> [Work to do]: Turn the rows below into a numbered list, leaving out any blank lines.

> [Data provided]:
★ ★ ★ ★
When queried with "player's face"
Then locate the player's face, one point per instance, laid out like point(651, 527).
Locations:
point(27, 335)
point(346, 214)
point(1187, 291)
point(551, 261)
★ ★ ★ ★
> [Written response]:
1. When queried with "player's face"
2. Then locate the player's face, one point per instance, laid out like point(651, 527).
3. Locations:
4. point(27, 335)
5. point(346, 214)
6. point(1187, 291)
7. point(551, 261)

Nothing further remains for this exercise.